## [WHAT YOU SHOULD DO]
Keep every line in which "water" occurs and drop the rest of the data.

[[ DATASET EXTRACT, beginning ]]

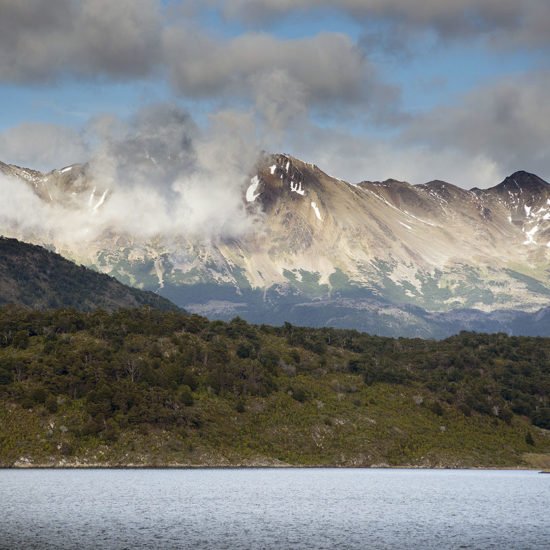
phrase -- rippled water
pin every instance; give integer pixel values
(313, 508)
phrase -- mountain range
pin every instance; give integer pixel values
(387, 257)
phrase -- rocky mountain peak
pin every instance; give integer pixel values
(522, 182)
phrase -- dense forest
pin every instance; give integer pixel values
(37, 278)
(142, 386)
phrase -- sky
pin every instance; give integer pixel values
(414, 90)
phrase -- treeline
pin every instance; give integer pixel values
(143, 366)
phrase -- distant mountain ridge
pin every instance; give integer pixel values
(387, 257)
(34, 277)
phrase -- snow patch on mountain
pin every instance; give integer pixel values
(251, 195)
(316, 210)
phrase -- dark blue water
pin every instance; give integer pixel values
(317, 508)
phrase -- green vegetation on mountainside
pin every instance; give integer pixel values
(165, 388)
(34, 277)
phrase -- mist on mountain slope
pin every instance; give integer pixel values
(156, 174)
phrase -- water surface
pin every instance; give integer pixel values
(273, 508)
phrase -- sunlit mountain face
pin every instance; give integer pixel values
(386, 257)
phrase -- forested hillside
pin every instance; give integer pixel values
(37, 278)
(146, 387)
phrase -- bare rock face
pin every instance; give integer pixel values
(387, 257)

[[ DATASET EXTRACT, end ]]

## [ANSWER TO THIS EXERCISE]
phrase -- rippled water
phrase -- dark blue water
phrase -- water surface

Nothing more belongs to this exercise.